TASK PROMPT:
List each line in the material below that contains the word "hands".

Data drawn from a collection:
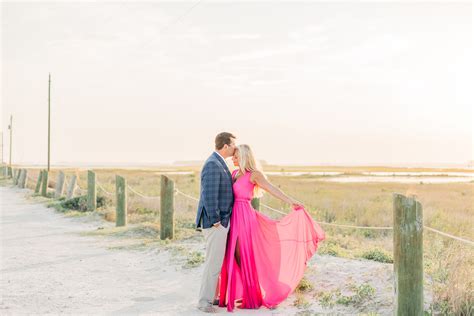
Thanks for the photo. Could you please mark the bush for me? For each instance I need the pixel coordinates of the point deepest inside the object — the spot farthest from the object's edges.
(378, 255)
(304, 286)
(80, 203)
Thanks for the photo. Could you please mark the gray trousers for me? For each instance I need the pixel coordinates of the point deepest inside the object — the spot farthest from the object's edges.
(216, 239)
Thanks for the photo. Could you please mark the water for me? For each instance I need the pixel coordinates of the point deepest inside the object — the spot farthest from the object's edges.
(393, 177)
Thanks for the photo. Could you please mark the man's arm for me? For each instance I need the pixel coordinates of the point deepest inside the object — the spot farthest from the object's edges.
(210, 182)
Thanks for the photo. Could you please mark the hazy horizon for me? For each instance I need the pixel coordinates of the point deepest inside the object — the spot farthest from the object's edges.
(304, 83)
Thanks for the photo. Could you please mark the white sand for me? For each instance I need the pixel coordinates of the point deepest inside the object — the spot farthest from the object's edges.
(48, 267)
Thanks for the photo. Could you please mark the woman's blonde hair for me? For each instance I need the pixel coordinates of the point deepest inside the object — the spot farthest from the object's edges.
(247, 162)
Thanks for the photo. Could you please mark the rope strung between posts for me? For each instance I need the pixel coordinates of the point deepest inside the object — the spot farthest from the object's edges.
(333, 224)
(352, 226)
(186, 195)
(471, 243)
(102, 188)
(142, 195)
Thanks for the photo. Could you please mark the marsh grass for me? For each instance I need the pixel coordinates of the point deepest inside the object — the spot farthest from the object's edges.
(446, 206)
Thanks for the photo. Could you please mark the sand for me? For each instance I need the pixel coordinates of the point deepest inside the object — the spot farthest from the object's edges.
(50, 264)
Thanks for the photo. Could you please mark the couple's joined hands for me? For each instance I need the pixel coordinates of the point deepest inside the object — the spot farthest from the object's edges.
(296, 205)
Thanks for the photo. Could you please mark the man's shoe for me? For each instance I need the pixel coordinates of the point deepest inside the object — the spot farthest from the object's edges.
(207, 309)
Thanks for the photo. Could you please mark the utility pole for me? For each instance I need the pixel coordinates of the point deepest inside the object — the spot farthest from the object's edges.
(2, 148)
(49, 120)
(10, 127)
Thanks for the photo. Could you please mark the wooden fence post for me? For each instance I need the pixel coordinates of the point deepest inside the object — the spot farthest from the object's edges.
(256, 203)
(167, 208)
(121, 203)
(16, 175)
(91, 191)
(38, 182)
(44, 186)
(72, 187)
(23, 178)
(59, 185)
(408, 255)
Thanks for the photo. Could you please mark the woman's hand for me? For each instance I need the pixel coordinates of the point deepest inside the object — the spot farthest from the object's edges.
(296, 205)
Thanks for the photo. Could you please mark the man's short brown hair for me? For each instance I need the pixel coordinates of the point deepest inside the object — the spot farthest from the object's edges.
(222, 139)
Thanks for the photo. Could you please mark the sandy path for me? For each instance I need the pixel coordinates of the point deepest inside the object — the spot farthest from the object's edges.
(47, 267)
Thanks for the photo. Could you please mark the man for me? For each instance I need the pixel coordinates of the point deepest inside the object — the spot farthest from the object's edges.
(213, 215)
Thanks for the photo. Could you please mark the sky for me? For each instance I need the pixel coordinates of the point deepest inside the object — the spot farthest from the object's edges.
(301, 82)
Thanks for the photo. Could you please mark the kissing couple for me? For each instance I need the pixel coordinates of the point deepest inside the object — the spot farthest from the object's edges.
(251, 260)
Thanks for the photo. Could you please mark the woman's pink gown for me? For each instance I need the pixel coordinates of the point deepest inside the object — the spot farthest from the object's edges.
(273, 253)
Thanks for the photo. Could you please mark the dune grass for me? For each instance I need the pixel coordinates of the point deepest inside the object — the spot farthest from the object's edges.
(448, 207)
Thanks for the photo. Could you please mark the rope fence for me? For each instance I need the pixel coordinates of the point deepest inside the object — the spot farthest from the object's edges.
(103, 189)
(141, 194)
(195, 199)
(471, 243)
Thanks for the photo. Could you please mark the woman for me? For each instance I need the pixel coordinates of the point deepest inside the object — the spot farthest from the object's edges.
(265, 259)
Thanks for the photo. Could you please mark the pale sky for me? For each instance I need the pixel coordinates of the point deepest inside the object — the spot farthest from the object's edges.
(301, 82)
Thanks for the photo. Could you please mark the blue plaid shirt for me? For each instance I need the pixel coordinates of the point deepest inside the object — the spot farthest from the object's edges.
(216, 199)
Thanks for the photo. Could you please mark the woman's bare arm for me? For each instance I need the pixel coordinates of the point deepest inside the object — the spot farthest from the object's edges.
(258, 178)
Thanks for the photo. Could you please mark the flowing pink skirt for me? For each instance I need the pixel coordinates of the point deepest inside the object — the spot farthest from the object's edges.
(273, 256)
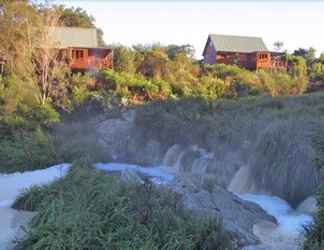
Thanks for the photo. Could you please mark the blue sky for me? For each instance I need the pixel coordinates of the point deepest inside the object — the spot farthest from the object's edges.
(297, 24)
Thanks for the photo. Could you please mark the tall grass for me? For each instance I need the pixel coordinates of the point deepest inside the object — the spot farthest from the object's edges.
(89, 210)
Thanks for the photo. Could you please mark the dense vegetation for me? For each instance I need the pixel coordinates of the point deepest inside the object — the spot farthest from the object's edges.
(95, 211)
(31, 105)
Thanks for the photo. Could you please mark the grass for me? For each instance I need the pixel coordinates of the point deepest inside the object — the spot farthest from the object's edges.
(89, 210)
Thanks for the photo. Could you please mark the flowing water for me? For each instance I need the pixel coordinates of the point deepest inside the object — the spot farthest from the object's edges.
(11, 185)
(286, 235)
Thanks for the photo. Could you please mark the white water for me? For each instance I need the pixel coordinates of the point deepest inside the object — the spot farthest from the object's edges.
(289, 221)
(11, 185)
(287, 235)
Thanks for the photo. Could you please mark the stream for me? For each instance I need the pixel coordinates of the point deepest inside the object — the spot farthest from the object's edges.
(287, 232)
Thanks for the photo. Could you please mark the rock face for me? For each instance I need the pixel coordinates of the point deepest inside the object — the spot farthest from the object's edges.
(202, 198)
(308, 206)
(238, 216)
(272, 156)
(283, 162)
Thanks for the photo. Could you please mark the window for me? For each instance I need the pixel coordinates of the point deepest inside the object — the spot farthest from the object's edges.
(77, 54)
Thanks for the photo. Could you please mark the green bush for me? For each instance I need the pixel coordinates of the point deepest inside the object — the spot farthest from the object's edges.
(89, 210)
(27, 151)
(315, 232)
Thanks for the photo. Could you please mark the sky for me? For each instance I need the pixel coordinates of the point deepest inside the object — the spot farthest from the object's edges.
(297, 24)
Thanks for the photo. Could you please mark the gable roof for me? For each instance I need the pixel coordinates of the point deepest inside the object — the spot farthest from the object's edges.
(74, 37)
(237, 43)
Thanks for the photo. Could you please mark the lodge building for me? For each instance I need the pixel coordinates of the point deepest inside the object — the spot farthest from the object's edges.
(248, 52)
(80, 46)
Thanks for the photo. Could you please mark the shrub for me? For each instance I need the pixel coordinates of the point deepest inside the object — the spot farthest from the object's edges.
(315, 232)
(26, 151)
(89, 210)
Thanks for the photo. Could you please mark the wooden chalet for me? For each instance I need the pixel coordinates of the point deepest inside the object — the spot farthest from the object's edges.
(248, 52)
(80, 47)
(2, 62)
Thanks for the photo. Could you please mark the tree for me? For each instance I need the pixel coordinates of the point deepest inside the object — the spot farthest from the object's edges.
(278, 45)
(49, 63)
(77, 17)
(297, 66)
(18, 19)
(173, 50)
(124, 59)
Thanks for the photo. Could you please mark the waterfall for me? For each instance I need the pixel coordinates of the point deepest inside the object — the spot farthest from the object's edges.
(241, 181)
(173, 156)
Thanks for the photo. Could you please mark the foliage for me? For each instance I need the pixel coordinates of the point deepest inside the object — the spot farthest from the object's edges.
(89, 210)
(26, 151)
(134, 87)
(78, 17)
(315, 233)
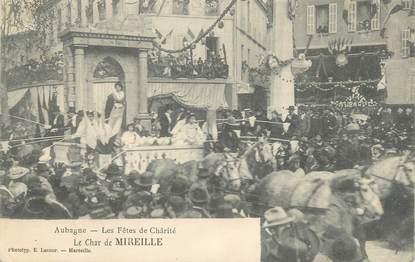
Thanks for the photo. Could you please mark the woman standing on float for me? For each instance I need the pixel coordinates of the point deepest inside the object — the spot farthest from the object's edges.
(114, 109)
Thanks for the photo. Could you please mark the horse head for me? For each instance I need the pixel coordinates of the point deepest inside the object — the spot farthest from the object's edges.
(360, 195)
(263, 152)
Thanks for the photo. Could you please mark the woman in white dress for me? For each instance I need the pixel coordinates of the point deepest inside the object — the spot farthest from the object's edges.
(114, 109)
(129, 137)
(191, 132)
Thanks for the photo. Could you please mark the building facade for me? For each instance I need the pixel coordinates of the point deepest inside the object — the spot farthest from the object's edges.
(237, 43)
(347, 42)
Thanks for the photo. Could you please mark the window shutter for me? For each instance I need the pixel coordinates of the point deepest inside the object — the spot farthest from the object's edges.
(311, 20)
(333, 18)
(352, 17)
(375, 22)
(405, 48)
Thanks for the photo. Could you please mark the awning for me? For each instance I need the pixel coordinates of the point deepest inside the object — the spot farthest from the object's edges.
(198, 95)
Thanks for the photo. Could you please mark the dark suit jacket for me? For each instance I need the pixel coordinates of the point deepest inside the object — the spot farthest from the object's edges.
(58, 122)
(165, 125)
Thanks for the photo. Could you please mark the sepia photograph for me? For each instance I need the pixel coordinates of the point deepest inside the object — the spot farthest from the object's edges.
(296, 113)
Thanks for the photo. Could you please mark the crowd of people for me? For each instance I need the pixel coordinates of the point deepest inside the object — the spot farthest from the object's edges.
(323, 138)
(184, 67)
(37, 71)
(305, 139)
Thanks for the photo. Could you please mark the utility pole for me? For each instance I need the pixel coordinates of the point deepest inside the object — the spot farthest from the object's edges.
(282, 84)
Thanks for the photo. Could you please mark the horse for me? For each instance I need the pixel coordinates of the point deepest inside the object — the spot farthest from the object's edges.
(344, 200)
(222, 166)
(395, 178)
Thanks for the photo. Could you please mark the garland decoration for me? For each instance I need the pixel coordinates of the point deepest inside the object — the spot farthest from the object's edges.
(199, 37)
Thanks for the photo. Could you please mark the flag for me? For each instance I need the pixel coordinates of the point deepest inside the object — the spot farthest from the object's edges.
(39, 109)
(381, 87)
(396, 9)
(23, 107)
(50, 107)
(346, 7)
(45, 109)
(292, 5)
(374, 5)
(188, 38)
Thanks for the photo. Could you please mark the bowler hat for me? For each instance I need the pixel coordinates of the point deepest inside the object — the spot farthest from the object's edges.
(344, 248)
(224, 211)
(113, 170)
(199, 195)
(179, 186)
(18, 172)
(145, 180)
(276, 216)
(177, 203)
(203, 172)
(42, 167)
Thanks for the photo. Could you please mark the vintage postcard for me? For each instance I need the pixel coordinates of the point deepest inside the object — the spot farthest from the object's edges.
(207, 130)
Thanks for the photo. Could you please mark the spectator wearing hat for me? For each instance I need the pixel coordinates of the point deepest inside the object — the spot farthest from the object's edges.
(57, 124)
(176, 206)
(130, 136)
(228, 138)
(276, 126)
(279, 244)
(36, 184)
(165, 121)
(178, 187)
(343, 248)
(139, 128)
(304, 121)
(73, 120)
(293, 163)
(199, 198)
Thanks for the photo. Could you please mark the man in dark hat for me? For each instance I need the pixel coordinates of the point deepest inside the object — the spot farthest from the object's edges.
(141, 195)
(229, 139)
(179, 187)
(73, 120)
(176, 206)
(165, 120)
(58, 123)
(199, 198)
(279, 244)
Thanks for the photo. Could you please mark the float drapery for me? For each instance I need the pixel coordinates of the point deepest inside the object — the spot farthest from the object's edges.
(201, 96)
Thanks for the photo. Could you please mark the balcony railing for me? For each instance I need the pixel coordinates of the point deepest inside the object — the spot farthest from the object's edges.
(171, 67)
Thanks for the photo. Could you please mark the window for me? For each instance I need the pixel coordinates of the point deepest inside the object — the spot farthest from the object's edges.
(101, 9)
(311, 26)
(242, 61)
(59, 19)
(332, 18)
(322, 19)
(367, 15)
(405, 44)
(69, 13)
(147, 6)
(79, 12)
(51, 34)
(352, 17)
(211, 46)
(375, 21)
(116, 7)
(406, 4)
(242, 14)
(211, 7)
(248, 15)
(181, 7)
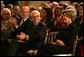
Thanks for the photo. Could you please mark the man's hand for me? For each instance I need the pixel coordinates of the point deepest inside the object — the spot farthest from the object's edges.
(22, 36)
(61, 43)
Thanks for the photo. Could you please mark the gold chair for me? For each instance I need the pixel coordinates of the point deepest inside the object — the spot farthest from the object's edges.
(74, 49)
(52, 35)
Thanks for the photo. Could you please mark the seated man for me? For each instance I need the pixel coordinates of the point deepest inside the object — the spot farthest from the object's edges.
(36, 38)
(65, 38)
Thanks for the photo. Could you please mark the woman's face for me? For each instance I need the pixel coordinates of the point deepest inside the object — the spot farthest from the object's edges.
(81, 10)
(58, 11)
(66, 19)
(43, 13)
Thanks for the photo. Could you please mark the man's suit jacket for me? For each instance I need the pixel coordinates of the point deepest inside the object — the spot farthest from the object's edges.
(6, 30)
(19, 18)
(36, 39)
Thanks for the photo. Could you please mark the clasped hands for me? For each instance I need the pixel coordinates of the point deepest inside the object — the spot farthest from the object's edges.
(22, 36)
(59, 42)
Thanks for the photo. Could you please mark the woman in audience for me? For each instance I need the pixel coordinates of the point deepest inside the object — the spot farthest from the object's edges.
(65, 38)
(57, 23)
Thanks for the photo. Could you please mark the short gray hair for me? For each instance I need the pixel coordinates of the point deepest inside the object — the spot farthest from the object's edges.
(70, 13)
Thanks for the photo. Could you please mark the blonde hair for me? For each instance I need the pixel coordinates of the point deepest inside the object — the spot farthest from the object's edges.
(72, 7)
(70, 13)
(7, 10)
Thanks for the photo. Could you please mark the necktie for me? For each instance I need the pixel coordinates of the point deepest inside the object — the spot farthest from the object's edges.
(21, 22)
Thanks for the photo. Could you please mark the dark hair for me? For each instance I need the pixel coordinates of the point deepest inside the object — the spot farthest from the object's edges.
(81, 4)
(56, 9)
(49, 12)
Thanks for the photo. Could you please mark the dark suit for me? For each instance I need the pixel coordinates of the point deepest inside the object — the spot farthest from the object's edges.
(26, 28)
(67, 35)
(37, 36)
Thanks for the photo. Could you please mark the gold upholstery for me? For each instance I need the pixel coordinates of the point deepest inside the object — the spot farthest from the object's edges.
(74, 49)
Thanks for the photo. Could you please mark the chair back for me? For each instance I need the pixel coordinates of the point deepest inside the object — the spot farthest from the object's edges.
(50, 37)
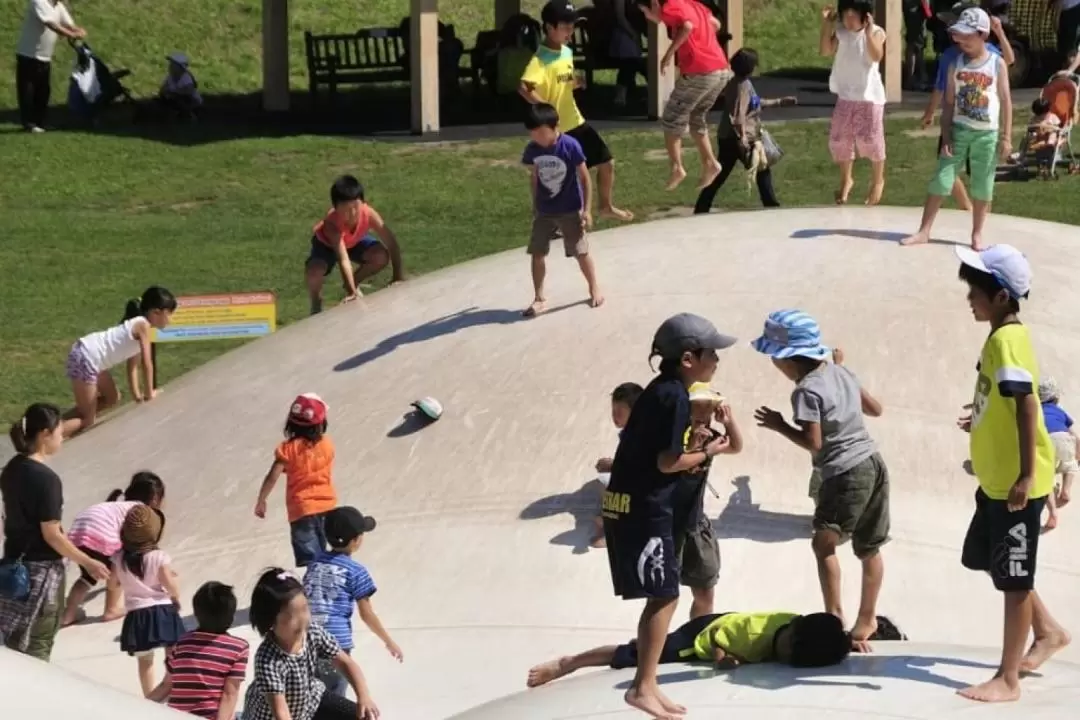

WORKED ANSWER:
Thanks for the photo. Could you please mark the couple's joined hands for me? For each instance I need the pixel coordinates of the point deepest inside the object — the spot farthest from the object's edges.
Thanks for the photo. Could you please mark the clasped hands for me? For each instance I need the pixel coordinates of the point deepest inside the object — the spot farthest from the object's edges.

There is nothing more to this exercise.